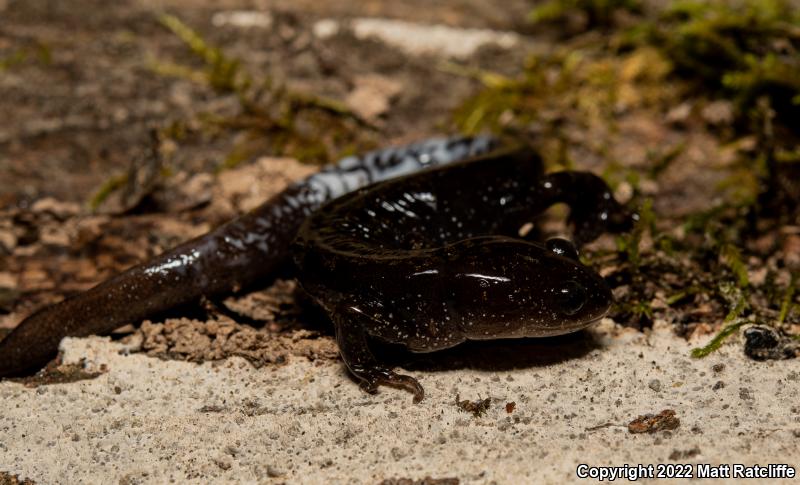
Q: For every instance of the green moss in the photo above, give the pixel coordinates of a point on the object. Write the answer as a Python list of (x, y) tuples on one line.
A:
[(732, 258), (629, 244), (106, 189), (788, 299), (732, 326), (742, 49), (272, 118), (223, 73)]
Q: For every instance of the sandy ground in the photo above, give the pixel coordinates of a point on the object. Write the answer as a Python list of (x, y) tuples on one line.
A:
[(146, 420)]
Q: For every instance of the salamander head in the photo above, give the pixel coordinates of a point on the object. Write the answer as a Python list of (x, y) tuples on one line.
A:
[(504, 287)]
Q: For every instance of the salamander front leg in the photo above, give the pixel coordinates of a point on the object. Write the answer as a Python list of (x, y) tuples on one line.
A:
[(593, 209), (354, 349)]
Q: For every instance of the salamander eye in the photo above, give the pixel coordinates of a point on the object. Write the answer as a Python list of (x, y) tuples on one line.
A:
[(571, 297), (562, 247)]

### EXERCISE PROMPT
Copy each line of the records precisely and drop any images they hold.

### RESPONSE BOX
Q: For every instance of the green moss in the photo above, give the pixel coordinates of a point on the object. Write the answer as a Python list of (x, y) tuples on one line.
A:
[(732, 258), (629, 244), (106, 189), (788, 299), (732, 326), (742, 49), (272, 118), (223, 73)]
Q: For every instance of the sandy ground in the photo above, give the pixel coordinates of a point on the object. Write the answer as a Python list of (x, y) tuples on one line.
A:
[(146, 420)]
Q: For every instance of the salamander head in the photo above, give the pixel coordinates of a point on the object. Write the answer as a Python list of (x, y) tuples on one line.
A:
[(504, 287)]
Q: For every instance of the salamander front leg in the photo above, give the pixel coordinates of a point on the object. Write the answer as a Python list of (x, y) tuples on one line.
A:
[(593, 209), (354, 349)]
Q: For every instance of the salamander eye in the photo above, give the pixel coordinates of a point on the object. Write the answer as a Python list of (x, y) tuples on one line.
A:
[(571, 297), (562, 247)]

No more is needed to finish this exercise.